→ Task to carry out
Every record below must be copied exactly, with images dropped.

Natural-language object grounding data
>>>>

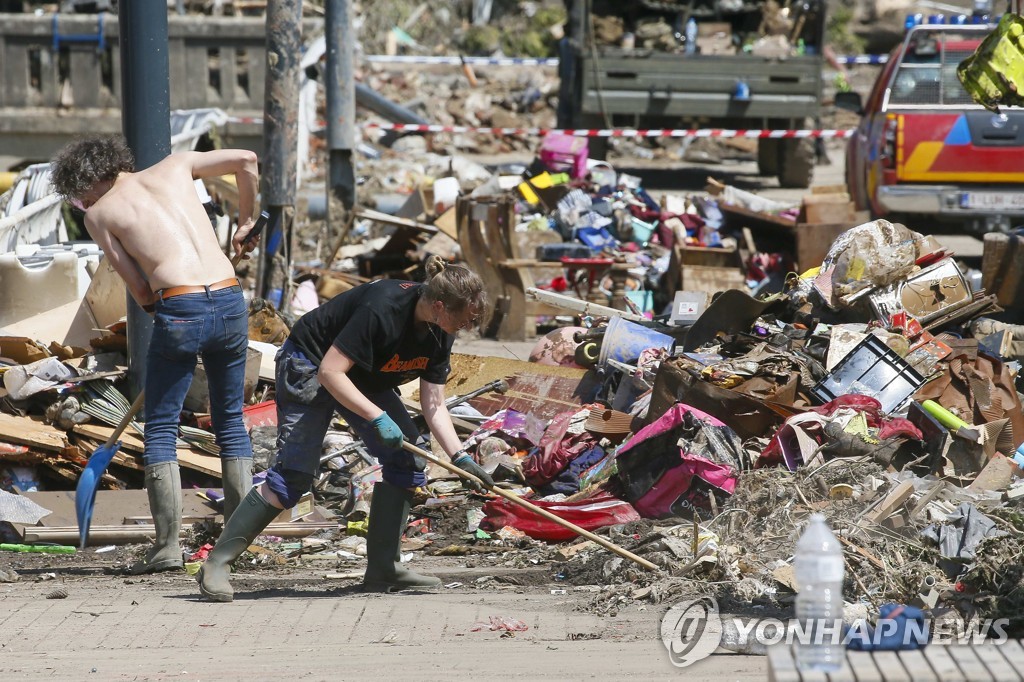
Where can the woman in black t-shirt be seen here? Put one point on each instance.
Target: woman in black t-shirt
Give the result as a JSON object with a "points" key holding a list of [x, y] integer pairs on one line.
{"points": [[349, 355]]}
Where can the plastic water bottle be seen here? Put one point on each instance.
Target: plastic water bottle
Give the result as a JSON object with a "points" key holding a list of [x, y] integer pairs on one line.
{"points": [[691, 36], [818, 567]]}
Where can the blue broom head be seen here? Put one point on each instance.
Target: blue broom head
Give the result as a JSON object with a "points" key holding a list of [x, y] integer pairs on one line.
{"points": [[88, 483]]}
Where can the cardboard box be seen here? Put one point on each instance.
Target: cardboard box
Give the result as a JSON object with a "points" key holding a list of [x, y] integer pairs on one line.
{"points": [[830, 208]]}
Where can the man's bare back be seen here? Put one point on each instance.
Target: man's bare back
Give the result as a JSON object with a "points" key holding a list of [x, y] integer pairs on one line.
{"points": [[154, 228]]}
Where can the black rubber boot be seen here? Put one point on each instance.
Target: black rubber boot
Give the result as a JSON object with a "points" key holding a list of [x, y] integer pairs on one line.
{"points": [[388, 513], [237, 477], [163, 485], [249, 519]]}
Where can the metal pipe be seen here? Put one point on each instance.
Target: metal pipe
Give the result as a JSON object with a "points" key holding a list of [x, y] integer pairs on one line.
{"points": [[582, 307], [115, 535], [145, 120], [378, 103], [284, 47]]}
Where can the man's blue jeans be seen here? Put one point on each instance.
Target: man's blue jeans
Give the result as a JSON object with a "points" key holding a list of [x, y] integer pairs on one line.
{"points": [[211, 325], [304, 413]]}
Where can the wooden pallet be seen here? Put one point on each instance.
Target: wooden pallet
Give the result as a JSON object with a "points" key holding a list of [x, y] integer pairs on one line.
{"points": [[998, 663]]}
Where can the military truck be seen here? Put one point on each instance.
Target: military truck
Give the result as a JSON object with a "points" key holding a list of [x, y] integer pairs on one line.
{"points": [[697, 64]]}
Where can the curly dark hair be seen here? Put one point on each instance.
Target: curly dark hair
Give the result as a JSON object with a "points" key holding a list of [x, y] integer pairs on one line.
{"points": [[82, 164]]}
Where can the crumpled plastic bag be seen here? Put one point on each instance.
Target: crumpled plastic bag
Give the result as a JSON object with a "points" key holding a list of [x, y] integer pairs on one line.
{"points": [[25, 380]]}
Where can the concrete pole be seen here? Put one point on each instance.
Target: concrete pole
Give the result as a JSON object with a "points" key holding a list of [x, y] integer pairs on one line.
{"points": [[145, 120], [284, 47], [340, 86]]}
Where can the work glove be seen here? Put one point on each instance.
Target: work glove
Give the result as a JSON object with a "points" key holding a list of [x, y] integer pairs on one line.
{"points": [[469, 465], [387, 431]]}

<<<<

→ Output of the exercise
Where can the woman in black t-shirt be seen here? Put one point on each instance.
Target: woman in black t-shirt
Give the result as a JSON object with a "points" key holding a list of [x, y] integer pairs on one line.
{"points": [[349, 355]]}
Where can the plastic water bottle be seen here? Put one point on each instance.
Target: plastic water bottle
Give the result as a JSON object with a "points" key holding a list of [x, y] integer pairs on one line.
{"points": [[691, 36], [818, 567]]}
Where can the blue broom head be seen here? Put one point on each instance.
Target: blue broom head
Give the result as a JSON object with a "points" key holding a list of [x, y] integer pairs on one line.
{"points": [[88, 483]]}
Where can the cardboard box be seen here? Put one point on each instance.
Target: cardboard box
Give the result as a JSON object with a "points" key holding a list of [x, y] integer pairs on one line.
{"points": [[830, 208]]}
Where can the man's bare back be seen here? Put one point on each instance.
Target: man's bare back
Give the result as a JSON object with a "points" key holding a list of [x, y] integer pairs on one line.
{"points": [[154, 228]]}
Where can the black rubber boot be seen here? Put one point on each instance.
Target: black rubber boot
Give the result as a JSON object with a "points" key holding a list of [x, y] integer pairs on one line.
{"points": [[388, 513], [237, 477], [163, 485], [249, 519]]}
Where can the metal pipe be seen here? Put one point on each instance.
Target: metal pipe
Give the result as a JSON object with a "points" key holding a list of [x, y] integer pairs on one line.
{"points": [[582, 307], [115, 535], [145, 120], [378, 103], [284, 47]]}
Where can the man's blue jeans be seen here? Put one point on each instance.
Target: man's blue jeans
Give the result as a JSON object with a "points" key holding a list of [x, y] integer pairs on one line.
{"points": [[211, 325], [304, 413]]}
Where can the wooden pallet be seen here? Put one point on each instance.
Target: wooden pallet
Give the result as a JSON object with a "points" key holding a list of [x, y] integer pairs on one line.
{"points": [[998, 663]]}
Where can the military truck be seen here? Put one point on each instance.
Target: military truck
Give the result as a JSON object with a "points" key holding a list of [x, y] integer pairs on one line.
{"points": [[697, 64]]}
Where can the curly dark hair be seen here? Put one point on each instance.
Target: curly dark hair
Give the result as a JSON object with a "points" key holding a list of [x, y] integer pairs on one line.
{"points": [[82, 164]]}
Where can the crumpled plastic bag be seen here? Put one point on each instance.
Target: crumpled plastic bag
Give the result as a JSON object with a "points" key holding a list of [x, y] integer pairs on one line.
{"points": [[25, 380]]}
Where can the concrete pole be seen here? Put one point on each instance.
Target: concrete pole
Give the result as a JSON object with a "points" key holding a list of [x, y] integer pairs on one line.
{"points": [[145, 120], [284, 47], [340, 86]]}
Where can the work glove be seen here? Put one point on each instance.
Target: work glove
Give the result as a JSON object with a "points" key holding a list of [x, y] integer pairs on one line.
{"points": [[469, 465], [387, 431]]}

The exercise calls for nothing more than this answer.